Write the records out again, keeping each line exactly as it is.

═══ Data provided ═══

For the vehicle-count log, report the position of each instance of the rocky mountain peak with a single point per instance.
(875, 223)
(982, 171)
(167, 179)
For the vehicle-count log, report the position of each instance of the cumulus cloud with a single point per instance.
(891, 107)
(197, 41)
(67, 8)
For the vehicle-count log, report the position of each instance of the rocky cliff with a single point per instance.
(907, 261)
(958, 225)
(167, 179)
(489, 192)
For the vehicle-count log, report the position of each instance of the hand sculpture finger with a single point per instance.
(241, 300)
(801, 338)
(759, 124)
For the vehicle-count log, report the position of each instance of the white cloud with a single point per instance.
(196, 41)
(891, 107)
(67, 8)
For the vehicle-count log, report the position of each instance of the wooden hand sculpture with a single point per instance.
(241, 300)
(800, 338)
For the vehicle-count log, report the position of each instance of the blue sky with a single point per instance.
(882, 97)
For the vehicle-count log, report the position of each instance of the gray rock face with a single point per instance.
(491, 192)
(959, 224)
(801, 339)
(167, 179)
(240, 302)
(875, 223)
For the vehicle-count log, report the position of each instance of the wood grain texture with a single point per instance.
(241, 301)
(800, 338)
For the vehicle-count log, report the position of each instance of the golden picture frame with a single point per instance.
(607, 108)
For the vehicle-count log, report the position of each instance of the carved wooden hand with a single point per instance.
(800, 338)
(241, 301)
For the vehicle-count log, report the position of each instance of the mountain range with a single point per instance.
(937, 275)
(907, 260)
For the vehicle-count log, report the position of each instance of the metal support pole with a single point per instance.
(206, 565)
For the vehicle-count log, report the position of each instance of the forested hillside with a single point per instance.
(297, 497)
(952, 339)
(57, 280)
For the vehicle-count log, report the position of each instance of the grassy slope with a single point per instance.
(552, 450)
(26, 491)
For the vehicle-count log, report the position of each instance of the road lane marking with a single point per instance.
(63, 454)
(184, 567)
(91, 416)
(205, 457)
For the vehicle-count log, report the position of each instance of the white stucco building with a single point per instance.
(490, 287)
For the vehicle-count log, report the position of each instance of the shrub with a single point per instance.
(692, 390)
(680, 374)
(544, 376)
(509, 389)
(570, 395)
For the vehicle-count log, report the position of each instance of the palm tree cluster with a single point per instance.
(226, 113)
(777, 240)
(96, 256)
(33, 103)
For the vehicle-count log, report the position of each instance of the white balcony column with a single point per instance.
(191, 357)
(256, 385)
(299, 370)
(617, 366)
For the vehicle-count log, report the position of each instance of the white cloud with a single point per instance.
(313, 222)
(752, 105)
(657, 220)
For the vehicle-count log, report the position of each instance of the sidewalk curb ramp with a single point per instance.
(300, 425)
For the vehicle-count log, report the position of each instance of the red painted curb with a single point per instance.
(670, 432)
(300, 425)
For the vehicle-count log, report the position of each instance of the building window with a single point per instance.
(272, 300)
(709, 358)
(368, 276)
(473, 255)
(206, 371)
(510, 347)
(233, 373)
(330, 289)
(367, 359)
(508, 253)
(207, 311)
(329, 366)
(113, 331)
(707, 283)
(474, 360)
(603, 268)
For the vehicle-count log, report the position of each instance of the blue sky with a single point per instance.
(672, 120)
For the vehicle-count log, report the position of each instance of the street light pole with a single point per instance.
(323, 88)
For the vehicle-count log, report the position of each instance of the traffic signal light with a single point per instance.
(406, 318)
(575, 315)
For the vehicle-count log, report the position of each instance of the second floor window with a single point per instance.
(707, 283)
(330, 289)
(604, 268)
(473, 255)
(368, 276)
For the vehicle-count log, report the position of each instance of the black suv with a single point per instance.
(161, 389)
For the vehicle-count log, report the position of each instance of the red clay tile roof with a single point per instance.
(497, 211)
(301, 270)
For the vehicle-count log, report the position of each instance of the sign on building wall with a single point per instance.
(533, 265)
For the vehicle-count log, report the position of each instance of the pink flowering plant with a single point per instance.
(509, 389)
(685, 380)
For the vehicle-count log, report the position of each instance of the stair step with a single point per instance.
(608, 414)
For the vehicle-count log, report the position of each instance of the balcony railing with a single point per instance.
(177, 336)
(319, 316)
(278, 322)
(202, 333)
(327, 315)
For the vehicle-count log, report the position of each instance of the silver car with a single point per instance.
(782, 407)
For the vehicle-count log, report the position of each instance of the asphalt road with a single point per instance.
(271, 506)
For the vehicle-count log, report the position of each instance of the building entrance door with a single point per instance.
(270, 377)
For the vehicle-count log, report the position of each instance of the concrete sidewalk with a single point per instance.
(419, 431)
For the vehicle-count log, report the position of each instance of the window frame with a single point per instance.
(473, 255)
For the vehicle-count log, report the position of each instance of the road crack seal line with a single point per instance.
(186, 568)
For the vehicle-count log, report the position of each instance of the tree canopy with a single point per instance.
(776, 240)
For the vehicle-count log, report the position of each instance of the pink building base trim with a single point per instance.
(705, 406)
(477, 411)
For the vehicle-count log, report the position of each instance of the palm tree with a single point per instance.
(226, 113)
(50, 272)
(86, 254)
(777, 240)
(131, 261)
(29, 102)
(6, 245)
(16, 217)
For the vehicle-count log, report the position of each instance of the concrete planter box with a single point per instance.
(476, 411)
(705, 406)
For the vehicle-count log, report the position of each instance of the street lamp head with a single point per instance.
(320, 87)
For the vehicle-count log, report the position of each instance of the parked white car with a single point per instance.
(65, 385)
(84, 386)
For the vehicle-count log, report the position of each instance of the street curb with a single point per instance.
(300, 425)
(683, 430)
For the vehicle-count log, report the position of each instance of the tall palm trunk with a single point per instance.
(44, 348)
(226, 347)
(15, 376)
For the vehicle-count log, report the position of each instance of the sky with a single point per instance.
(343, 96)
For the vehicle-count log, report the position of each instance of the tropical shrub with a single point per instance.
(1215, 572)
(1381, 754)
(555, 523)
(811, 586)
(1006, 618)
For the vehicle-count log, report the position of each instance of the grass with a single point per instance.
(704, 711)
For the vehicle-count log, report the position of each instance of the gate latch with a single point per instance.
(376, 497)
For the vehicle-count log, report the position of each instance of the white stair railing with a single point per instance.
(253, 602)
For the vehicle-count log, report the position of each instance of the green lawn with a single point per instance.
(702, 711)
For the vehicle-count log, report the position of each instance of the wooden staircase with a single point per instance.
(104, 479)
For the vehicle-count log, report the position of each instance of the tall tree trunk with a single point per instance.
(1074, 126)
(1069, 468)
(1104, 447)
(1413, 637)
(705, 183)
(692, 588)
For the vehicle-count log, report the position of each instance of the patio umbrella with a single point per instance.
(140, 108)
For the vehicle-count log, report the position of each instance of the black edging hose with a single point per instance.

═══

Output for this task —
For the vehicle-count log, report the position of each instance of the rocky mountain peak with a single point per instance.
(875, 223)
(982, 171)
(167, 179)
For the vehicle-count log, report the position of each instance of the cumulus cloud with a single point per instance.
(891, 107)
(197, 41)
(67, 8)
For the vehicle-count log, report the position of each instance of the rocky cliff with a single point per instance.
(907, 261)
(958, 225)
(167, 179)
(489, 192)
For the vehicle-count log, report the position of each instance of the hand sculpture finger with a single point per instance.
(241, 300)
(801, 338)
(759, 124)
For the vehicle-count log, report the position of each instance of the white cloud with a single point per instance.
(196, 41)
(891, 107)
(67, 8)
For the vehicle-count log, report the position of each instance of the wooden hand sculpture with a single point per instance.
(241, 300)
(800, 338)
For the vehicle-count log, report the position of each instance of the blue sky with a single point per instance.
(882, 97)
For the vehicle-count log, report the position of each instance of the gray rock face with a single point per instance.
(491, 192)
(959, 224)
(801, 339)
(167, 179)
(240, 302)
(875, 223)
For the vehicle-count log, report the position of each instance of the wood grain texture with a single point per instance.
(241, 301)
(800, 338)
For the vehicle-count log, report the position of each instance of the golden picture frame with a single point per instance.
(607, 108)
For the vehicle-count log, report the position of each instance of the carved wooden hand with a single point per instance.
(800, 338)
(241, 301)
For the vehicle-count log, report the position of each instance of the mountain range with a single point per instance.
(937, 275)
(907, 260)
For the vehicle-count log, report the position of each instance of the metal support pole with a single point per instance.
(206, 565)
For the vehicle-count log, report the position of each instance of the forested hillside with a single point per instance.
(297, 497)
(952, 339)
(57, 280)
For the vehicle-count log, report the position of each instance of the grassy slope with a single point per instance.
(552, 450)
(26, 491)
For the vehicle-count log, report the position of each instance of the road lane marking with a single point per instance.
(63, 454)
(184, 567)
(91, 416)
(205, 457)
For the vehicle-count log, report the position of each instance of the white stucco building with a single point per instance.
(490, 287)
For the vehicle-count log, report the position of each instance of the shrub with a single point per instance.
(692, 390)
(680, 374)
(544, 376)
(509, 389)
(570, 395)
For the vehicle-count log, report the position of each instance of the palm tree cluster with a single point per instance.
(226, 113)
(777, 240)
(96, 256)
(33, 103)
For the vehicle-count log, report the position of each instance of the white balcony column with a single point per instance.
(191, 357)
(256, 385)
(299, 370)
(617, 366)
For the vehicle-count log, report the position of each instance of the white cloud with a single point per instance.
(313, 222)
(752, 105)
(657, 220)
For the vehicle-count log, report the position of each instance of the sidewalk curb ramp with a single point per instance.
(300, 425)
For the vehicle-count log, report the position of each instance of the red painted curb with a single point per instance.
(670, 432)
(300, 425)
For the vehicle-count log, report the position of each instance of the building window with a single point per instance.
(272, 300)
(709, 358)
(368, 276)
(473, 255)
(206, 371)
(510, 347)
(233, 373)
(330, 289)
(367, 359)
(508, 253)
(207, 311)
(329, 366)
(113, 331)
(707, 283)
(474, 360)
(603, 268)
For the vehicle-count log, report the position of each instance of the blue sky with a single point per instance.
(672, 120)
For the vehicle-count log, report the position of each instance of the street light pole with a single point per instance.
(323, 88)
For the vehicle-count log, report the position of each instance of the traffic signal light with a single point per instance.
(406, 318)
(575, 315)
For the vehicle-count log, report the position of each instance of the second floor window with a single point per instance.
(707, 283)
(330, 289)
(604, 268)
(473, 255)
(368, 276)
For the vehicle-count log, report the position of each instance of the black suv with a single point per instance.
(161, 389)
For the vehicle-count log, report the position of each instance of the red clay tile roof with a single point per instance.
(497, 211)
(301, 270)
For the vehicle-count log, report the position of each instance of the sign on building wall with a single point per instance.
(533, 265)
For the vehicle-count log, report the position of each instance of the pink flowering plant with a single point per instance.
(509, 389)
(685, 380)
For the vehicle-count log, report the position of each instance of the stair step with a single point per instance.
(608, 414)
For the vehicle-count log, report the position of each instance of the balcony railing with a single point per instance.
(177, 336)
(319, 316)
(278, 322)
(202, 333)
(327, 315)
For the vehicle-count log, report the position of each instance of the silver car with a single point per instance.
(782, 407)
For the vehicle-count log, report the position of each instance of the asphalt road with a single point per instance.
(271, 506)
For the vehicle-count log, report the position of each instance of the building entrance door with a single point per instance.
(270, 377)
For the vehicle-count log, report the position of each instance of the concrete sidewalk with a single point per instance.
(419, 431)
For the vehicle-count log, report the position of each instance of the window frame with a single point per instance.
(473, 255)
For the vehicle-count log, report the position of each instance of the road crack seal line with a single point per instance.
(186, 568)
For the vehicle-count log, report the position of each instance of the tree canopy with a single point per instance.
(776, 240)
For the vehicle-count log, report the position of each instance of the pink building base trim with a single point per instance.
(705, 406)
(477, 411)
For the vehicle-count log, report the position of each instance of the palm tree with a single point per instance.
(226, 113)
(50, 272)
(86, 254)
(777, 240)
(131, 261)
(29, 102)
(6, 245)
(16, 217)
For the vehicle-count log, report the position of each instance of the concrete planter box with a single point per instance.
(476, 411)
(705, 406)
For the vehicle-count log, report the position of each instance of the street lamp head with a single point per instance.
(320, 87)
For the vehicle-count log, report the position of each instance of the parked white car with a single point per instance.
(65, 385)
(84, 386)
For the vehicle-count log, report the position of each instance of the street curb with a single point per instance.
(300, 425)
(683, 430)
For the vehicle-count log, report the position of each instance of the tall palm trunk with a single point per instance.
(44, 348)
(226, 347)
(15, 376)
For the vehicle-count log, report the position of each instance of the sky with a single point per instance.
(343, 96)
For the vehicle-count log, report the position of each instance of the tropical shrub with a single point per instance.
(1215, 572)
(1381, 754)
(555, 523)
(811, 586)
(1006, 618)
For the vehicle-count log, report the position of each instance of the grass with a single point per instance.
(704, 711)
For the vehicle-count log, report the position of each instance of the gate latch with a single point per instance.
(376, 497)
For the vehicle-count log, report the position of each instance of the white stair railing with a single point per instance.
(253, 602)
For the vehicle-count log, report the position of each instance of the green lawn with a single point per instance.
(702, 711)
For the vehicle-count log, report the position of each instance of the wooden staircase with a single point per instance.
(104, 479)
For the vehicle-count log, report the position of each instance of the tall tree trunk with a single point per instance.
(1074, 126)
(1069, 468)
(1104, 447)
(1413, 637)
(705, 183)
(692, 588)
For the vehicle-count log, report the position of each instance of the patio umbrella with a single point per instance.
(140, 108)
For the vehicle-count log, report the position of each instance of the black edging hose with a single point per instance.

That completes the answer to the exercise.